(PROVIDED RECORDS):

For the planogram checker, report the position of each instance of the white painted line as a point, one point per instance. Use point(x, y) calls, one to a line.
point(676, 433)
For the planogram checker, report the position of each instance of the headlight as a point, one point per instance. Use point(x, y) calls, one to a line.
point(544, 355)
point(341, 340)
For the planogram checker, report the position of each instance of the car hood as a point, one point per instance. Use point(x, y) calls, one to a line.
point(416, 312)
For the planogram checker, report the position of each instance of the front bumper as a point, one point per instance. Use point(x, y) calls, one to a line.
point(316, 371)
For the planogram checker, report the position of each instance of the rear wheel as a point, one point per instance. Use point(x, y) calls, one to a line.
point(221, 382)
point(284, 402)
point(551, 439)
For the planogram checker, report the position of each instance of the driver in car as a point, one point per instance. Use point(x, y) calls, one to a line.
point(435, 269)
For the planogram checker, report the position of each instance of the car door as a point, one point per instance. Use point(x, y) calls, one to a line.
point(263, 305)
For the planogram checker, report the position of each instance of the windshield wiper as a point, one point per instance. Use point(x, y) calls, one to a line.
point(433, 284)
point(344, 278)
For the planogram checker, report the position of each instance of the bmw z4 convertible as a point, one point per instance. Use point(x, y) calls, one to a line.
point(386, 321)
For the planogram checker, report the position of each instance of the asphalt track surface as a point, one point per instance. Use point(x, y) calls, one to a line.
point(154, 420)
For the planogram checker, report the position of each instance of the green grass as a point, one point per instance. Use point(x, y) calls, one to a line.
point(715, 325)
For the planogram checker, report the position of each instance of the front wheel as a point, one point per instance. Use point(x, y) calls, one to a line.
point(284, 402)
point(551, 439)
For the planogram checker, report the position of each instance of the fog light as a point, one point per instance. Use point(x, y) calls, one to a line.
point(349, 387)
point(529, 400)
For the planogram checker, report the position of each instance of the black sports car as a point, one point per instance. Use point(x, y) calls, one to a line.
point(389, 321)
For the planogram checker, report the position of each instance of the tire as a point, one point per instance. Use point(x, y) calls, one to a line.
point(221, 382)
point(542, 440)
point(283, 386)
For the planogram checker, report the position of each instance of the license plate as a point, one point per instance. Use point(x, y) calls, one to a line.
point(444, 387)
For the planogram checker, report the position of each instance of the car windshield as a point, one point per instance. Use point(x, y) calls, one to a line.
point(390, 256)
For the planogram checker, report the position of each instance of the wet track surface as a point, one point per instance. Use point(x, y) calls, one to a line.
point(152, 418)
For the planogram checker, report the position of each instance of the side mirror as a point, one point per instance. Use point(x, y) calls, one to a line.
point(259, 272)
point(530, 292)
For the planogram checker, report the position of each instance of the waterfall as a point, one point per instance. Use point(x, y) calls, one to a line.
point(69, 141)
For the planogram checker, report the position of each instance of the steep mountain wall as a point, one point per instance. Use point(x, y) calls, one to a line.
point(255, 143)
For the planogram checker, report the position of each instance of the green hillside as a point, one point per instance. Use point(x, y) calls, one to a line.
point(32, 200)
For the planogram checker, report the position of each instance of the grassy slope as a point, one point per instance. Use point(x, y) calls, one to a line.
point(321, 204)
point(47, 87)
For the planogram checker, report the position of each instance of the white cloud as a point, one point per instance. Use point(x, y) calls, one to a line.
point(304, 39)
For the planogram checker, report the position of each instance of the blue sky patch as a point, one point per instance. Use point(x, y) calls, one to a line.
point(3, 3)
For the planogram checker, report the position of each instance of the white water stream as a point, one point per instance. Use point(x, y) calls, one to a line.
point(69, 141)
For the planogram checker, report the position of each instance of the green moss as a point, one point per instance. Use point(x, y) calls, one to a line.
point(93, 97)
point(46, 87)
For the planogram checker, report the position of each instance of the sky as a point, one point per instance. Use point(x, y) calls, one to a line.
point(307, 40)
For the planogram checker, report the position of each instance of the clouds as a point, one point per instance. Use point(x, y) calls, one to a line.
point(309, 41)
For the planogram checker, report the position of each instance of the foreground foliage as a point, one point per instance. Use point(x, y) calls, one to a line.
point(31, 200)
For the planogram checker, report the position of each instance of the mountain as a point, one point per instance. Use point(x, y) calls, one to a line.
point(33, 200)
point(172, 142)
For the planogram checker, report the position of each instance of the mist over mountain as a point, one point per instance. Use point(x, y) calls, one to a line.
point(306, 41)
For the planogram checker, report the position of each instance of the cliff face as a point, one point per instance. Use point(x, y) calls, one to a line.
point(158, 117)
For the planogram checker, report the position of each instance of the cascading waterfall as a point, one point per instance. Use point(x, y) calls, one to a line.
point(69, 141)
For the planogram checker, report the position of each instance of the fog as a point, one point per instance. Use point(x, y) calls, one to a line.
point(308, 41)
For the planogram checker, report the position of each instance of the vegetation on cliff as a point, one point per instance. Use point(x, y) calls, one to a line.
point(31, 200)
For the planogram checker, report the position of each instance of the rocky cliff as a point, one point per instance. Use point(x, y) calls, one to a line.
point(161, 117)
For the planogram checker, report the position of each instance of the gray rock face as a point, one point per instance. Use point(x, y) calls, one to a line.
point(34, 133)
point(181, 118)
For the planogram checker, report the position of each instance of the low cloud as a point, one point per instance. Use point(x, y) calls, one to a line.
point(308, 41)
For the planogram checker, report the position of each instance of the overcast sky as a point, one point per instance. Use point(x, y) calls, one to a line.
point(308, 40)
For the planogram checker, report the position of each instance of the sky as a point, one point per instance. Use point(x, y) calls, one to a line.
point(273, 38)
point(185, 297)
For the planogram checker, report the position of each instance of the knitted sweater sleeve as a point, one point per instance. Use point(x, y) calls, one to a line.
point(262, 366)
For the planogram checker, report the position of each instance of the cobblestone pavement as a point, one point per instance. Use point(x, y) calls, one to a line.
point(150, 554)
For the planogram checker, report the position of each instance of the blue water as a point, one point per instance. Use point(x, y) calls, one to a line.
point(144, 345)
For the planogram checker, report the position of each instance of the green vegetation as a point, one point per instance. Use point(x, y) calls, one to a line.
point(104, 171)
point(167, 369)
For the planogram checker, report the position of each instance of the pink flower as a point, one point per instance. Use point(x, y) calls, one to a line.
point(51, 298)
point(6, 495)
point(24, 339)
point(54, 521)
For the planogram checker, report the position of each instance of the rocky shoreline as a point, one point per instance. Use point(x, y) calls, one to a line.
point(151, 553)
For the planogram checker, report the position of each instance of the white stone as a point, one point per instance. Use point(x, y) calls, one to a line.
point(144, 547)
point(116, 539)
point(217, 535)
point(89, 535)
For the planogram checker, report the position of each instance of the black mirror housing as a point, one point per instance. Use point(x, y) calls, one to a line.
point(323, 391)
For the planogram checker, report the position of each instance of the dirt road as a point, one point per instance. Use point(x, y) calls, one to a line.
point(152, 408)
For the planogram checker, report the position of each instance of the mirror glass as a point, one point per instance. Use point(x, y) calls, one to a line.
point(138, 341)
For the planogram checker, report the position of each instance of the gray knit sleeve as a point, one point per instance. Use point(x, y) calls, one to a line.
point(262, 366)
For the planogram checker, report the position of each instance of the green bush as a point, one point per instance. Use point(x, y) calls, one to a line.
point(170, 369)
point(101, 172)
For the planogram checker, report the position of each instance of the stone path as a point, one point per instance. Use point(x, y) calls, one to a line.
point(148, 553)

(TASK REQUIREMENTS):
Please set down every one of the lines above again, word for word, with nothing added or left out.

(CORRECT RESULT):
For the planogram checker, report the position of each instance of the white painted line as a point, one point per instance. Use point(x, y) calls, one to a line.
point(676, 433)
For the planogram checker, report the position of each instance of the headlight as a point, one point per instance. Use point(x, y) calls, one to a line.
point(544, 355)
point(341, 340)
For the planogram checker, report the position of each instance of the car hood as a point, one point per instance. Use point(x, y) calls, one to a line.
point(416, 312)
For the planogram checker, report the position of each instance of the front bumper as a point, one point per instance. Use point(x, y) calls, one to a line.
point(316, 371)
For the planogram checker, report the position of each instance of the rear wheel as a point, one point per instance. Use point(x, y) calls, one to a line.
point(221, 382)
point(284, 402)
point(551, 439)
For the planogram checker, report the position of each instance of the driver in car as a point, one point per instance. Use point(x, y) calls, one to a line.
point(435, 269)
For the planogram checker, report the position of each instance of the car door as a point, one point per instance. Use point(x, y) calls, one to a line.
point(263, 305)
For the planogram checker, report the position of each instance of the windshield wiper as a point, one point per instance. Use point(x, y) calls, one to a line.
point(433, 284)
point(344, 278)
For the planogram checker, report the position of each instance of the bmw z4 convertible as a point, one point per instance. Use point(x, y) calls, one to a line.
point(386, 321)
For the planogram checker, report the position of each instance of the asphalt track surface as a point, one point per instance. Use point(x, y) calls, one to a line.
point(154, 420)
For the planogram checker, report the position of each instance of the green grass as a point, one point per instance. Use point(x, y) calls, one to a line.
point(715, 325)
For the planogram checker, report the position of each instance of the front wheel as a point, one point per instance. Use point(x, y) calls, one to a line.
point(284, 402)
point(551, 439)
For the planogram checker, report the position of each instance of the fog light as a point, one point per instance. Use point(x, y) calls, one to a line.
point(349, 387)
point(529, 400)
For the planogram checker, report the position of each instance of the black sports car as a point, one point per instance. Use point(x, y) calls, one to a line.
point(389, 321)
For the planogram checker, report the position of each instance of the tire as a point, one point per instance. Use point(x, y) calls, one to a line.
point(221, 382)
point(542, 440)
point(283, 386)
For the planogram checker, report the position of each instance of the license plate as a point, one point per instance. Use point(x, y) calls, one to a line.
point(444, 387)
For the planogram checker, report the position of each instance of the car windshield as a point, one point per instance. Use point(x, y) calls, one to a line.
point(390, 256)
For the planogram checker, report the position of each instance of the wet track surface as a point, one point per instance. Use point(x, y) calls, one to a line.
point(152, 418)
For the planogram checker, report the position of each instance of the side mirror as a point, one point per instance. Use point(x, y) calls, one to a line.
point(259, 272)
point(530, 292)
For the planogram checker, report the position of each instance of the waterfall as a point, one point per instance. Use point(x, y) calls, one to a line.
point(69, 141)
For the planogram checker, report the position of each instance of the steep mountain wall as a point, one point per instance. Use point(x, y) calls, one to a line.
point(255, 143)
For the planogram checker, report the position of each instance of the green hillside as a point, one point per instance. Use point(x, y) calls, one to a line.
point(32, 200)
For the planogram checker, report the position of each instance of the grassy slope as a point, one point per instance. Use point(x, y) calls, one to a line.
point(321, 204)
point(47, 87)
For the planogram checker, report the position of each instance of the white cloud as a point, one point per instance. Use point(x, y) calls, one to a line.
point(304, 39)
For the planogram checker, report the position of each instance of the blue sky patch as a point, one point per instance. Use point(x, y) calls, one to a line.
point(3, 3)
For the planogram checker, report the position of each instance of the white water stream as a point, one point per instance. Use point(x, y) calls, one to a line.
point(69, 141)
For the planogram checker, report the position of each instance of the green moss as a point, one point per instance. Use point(x, y) calls, one to a line.
point(93, 97)
point(46, 87)
For the planogram checker, report the position of each instance of the sky as a point, one point per instance. Use point(x, y) calls, one to a line.
point(307, 40)
For the planogram checker, report the position of each instance of the clouds as a point, one point per instance. Use point(x, y) calls, one to a line.
point(309, 41)
For the planogram checker, report the position of each instance of the foreground foliage as a point, one point per instance. Use point(x, y) calls, one to a line.
point(31, 200)
For the planogram checker, report the position of each instance of the mountain as a point, one point per instance. Use point(x, y) calls, one to a line.
point(33, 200)
point(172, 142)
For the planogram checker, report the position of each instance of the mist over mountain as a point, one point per instance. Use point(x, y) calls, one to a line.
point(306, 41)
For the planogram checker, report the position of each instance of the cliff face as a point, one point per instance. Use point(x, y) calls, one to a line.
point(158, 117)
For the planogram checker, report the position of each instance of the cascading waterfall as a point, one point per instance. Use point(x, y) calls, one to a line.
point(69, 141)
For the planogram checker, report the position of each instance of the fog as a point, one point per instance. Use point(x, y) calls, one to a line.
point(308, 41)
For the planogram checker, report the position of each instance of the vegetation on cliff as a point, one point per instance. Use point(x, y) calls, one to a line.
point(31, 200)
For the planogram checker, report the position of each instance of the rocky cliff as a point, one point per instance. Use point(x, y) calls, one to a line.
point(161, 117)
For the planogram checker, report the position of each instance of the gray rock face as a point, one point per instance. Use point(x, y) calls, one to a line.
point(34, 133)
point(181, 118)
For the planogram checker, report the position of each instance of the low cloud as a point, one point per instance. Use point(x, y) calls, one to a line.
point(308, 41)
For the planogram checker, report the position of each instance of the overcast sky as a point, one point per instance. Use point(x, y) calls, one to a line.
point(308, 40)
For the planogram checker, report the position of each instance of the sky as a point, one point per instance. Use point(x, y) calls, one to a line.
point(273, 38)
point(185, 297)
For the planogram checker, report the position of each instance of the knitted sweater sleeve as a point, one point per instance. Use point(x, y) calls, one to a line.
point(262, 366)
For the planogram checker, report the position of each instance of the cobblestone pavement as a point, one point per instance. Use point(x, y) calls, one to a line.
point(150, 554)
For the planogram checker, report the position of each instance of the blue water as a point, one point per instance. Use point(x, y) calls, one to a line.
point(144, 345)
For the planogram checker, report the position of each instance of the green vegetation as a point, one point per instance. Use point(x, y) calls, one to a line.
point(104, 171)
point(167, 369)
For the planogram checker, report the position of each instance of the pink flower as a point, one point per instance. Use point(x, y) calls, one to a line.
point(51, 298)
point(6, 495)
point(24, 339)
point(54, 521)
For the planogram checker, report the position of each instance of the rocky shoreline as a point, one point per instance. Use point(x, y) calls, one to a line.
point(151, 553)
For the planogram checker, report the position of each instance of the white stone as a point, one point per instance. Use point(x, y) calls, one to a line.
point(144, 547)
point(116, 539)
point(217, 535)
point(89, 535)
For the planogram checker, report the position of each instance of the black mirror housing as a point, one point per instance. Use point(x, y) calls, one to a line.
point(323, 391)
For the planogram checker, report the position of each instance of the dirt road as a point, one point per instance. Use point(x, y) calls, one to a line.
point(152, 408)
For the planogram checker, report the position of each instance of the mirror glass as a point, one point per instance. Use point(x, y) calls, one to a line.
point(138, 341)
For the planogram checker, report the position of each instance of the gray knit sleeve as a point, one point per instance. Use point(x, y) calls, one to a line.
point(262, 366)
For the planogram checker, report the position of each instance of the green bush as a point, one point per instance. Use point(x, y) calls, one to a line.
point(170, 369)
point(101, 172)
For the planogram checker, report the position of each instance of the stone path as a point, one point per instance. Use point(x, y) calls, one to a line.
point(148, 553)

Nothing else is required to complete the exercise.